Directions for this task> Take the line containing "Query: utility box" and all lines after it to the end of the records, and output them exactly.

Stored dataset items>
..............................
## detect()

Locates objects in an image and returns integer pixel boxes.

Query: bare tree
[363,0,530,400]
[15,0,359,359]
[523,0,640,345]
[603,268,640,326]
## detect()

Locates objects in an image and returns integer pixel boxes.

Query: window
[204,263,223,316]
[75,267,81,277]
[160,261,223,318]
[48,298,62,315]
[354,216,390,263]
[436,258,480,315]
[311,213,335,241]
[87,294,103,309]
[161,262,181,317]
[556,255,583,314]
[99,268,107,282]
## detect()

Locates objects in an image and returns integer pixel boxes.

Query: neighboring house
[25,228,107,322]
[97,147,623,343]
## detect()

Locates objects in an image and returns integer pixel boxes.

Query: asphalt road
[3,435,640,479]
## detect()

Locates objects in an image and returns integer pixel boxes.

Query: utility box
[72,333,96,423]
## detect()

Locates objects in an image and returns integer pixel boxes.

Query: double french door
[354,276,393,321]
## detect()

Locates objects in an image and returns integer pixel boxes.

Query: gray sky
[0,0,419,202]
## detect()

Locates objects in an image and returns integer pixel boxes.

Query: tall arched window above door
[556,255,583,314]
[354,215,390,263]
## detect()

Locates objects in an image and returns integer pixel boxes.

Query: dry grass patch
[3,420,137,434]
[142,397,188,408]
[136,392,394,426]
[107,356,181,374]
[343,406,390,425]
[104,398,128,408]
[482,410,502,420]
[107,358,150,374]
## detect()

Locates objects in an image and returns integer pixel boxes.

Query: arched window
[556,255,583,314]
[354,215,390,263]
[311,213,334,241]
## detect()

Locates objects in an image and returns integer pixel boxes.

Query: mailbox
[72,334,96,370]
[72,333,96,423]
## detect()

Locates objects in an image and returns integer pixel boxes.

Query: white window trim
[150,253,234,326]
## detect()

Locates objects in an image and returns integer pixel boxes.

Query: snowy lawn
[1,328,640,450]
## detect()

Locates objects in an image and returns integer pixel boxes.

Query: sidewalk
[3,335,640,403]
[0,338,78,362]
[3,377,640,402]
..............................
Response to this exercise>
Query: utility box
[72,333,96,423]
## detect()

Locates objects in an image and returns integer pixel boxes.

Query: double french door
[354,276,393,321]
## detect()

Locates objects in an image and returns integer pixel boxes.

Query: gray sky
[0,0,419,202]
## detect()

Locates objects in an image and returns integer pixel boxes.

Query: tall arched window above door
[556,255,583,314]
[354,215,390,263]
## detect()

Locates objects in an image and returns integer pixel boxes.

Query: dry grass patch
[3,420,137,434]
[142,397,188,408]
[136,392,394,426]
[107,356,181,374]
[343,406,390,425]
[104,398,128,408]
[482,410,502,420]
[107,358,150,374]
## detect()

Locates objects in an image and returns integer pixel boxes.

Query: arched window
[556,255,583,314]
[354,215,390,263]
[311,213,334,241]
## detect()

Locates objects in an image and returns integer pixel boxes.

Query: mailbox
[72,334,96,370]
[72,333,96,423]
## detect()

Locates objects in an image and returns integer pixel boxes.

Query: white window trim
[150,253,234,326]
## detect()

Locates objects in an image and returns integer pixel boxes.

Query: snowy lawn
[1,328,640,450]
## detect()

Locates objects in an image and returns integer pixel boxes.

Query: sidewalk
[3,335,640,403]
[0,338,78,362]
[3,377,640,402]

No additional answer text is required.